__Provided records__
╭──

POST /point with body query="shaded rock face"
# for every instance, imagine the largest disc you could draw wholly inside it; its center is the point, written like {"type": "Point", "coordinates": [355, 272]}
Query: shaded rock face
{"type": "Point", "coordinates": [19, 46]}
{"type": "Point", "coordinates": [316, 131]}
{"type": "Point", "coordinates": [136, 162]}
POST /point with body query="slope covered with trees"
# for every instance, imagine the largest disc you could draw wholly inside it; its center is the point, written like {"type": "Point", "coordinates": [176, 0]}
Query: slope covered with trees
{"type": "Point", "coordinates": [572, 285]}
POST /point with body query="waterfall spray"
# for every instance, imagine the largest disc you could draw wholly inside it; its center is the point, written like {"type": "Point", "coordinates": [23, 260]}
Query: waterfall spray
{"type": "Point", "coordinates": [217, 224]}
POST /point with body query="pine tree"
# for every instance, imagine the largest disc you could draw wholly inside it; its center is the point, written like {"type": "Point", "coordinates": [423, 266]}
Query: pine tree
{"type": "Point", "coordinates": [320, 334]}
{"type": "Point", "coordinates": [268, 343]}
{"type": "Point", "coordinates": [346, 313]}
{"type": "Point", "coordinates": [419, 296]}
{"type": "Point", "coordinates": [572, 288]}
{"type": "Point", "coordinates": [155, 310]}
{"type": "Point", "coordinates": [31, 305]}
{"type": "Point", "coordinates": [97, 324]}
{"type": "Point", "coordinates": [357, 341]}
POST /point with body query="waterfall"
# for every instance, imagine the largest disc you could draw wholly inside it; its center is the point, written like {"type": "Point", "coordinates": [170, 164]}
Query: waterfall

╰──

__Task details__
Copy out all lines of the listing where the word "body" appears.

__Answer below__
POST /point with body query="shaded rock face"
POST /point with body query="slope covered with trees"
POST /point with body query="waterfall spray"
POST /point with body query="pine tree"
POST /point with body query="waterfall"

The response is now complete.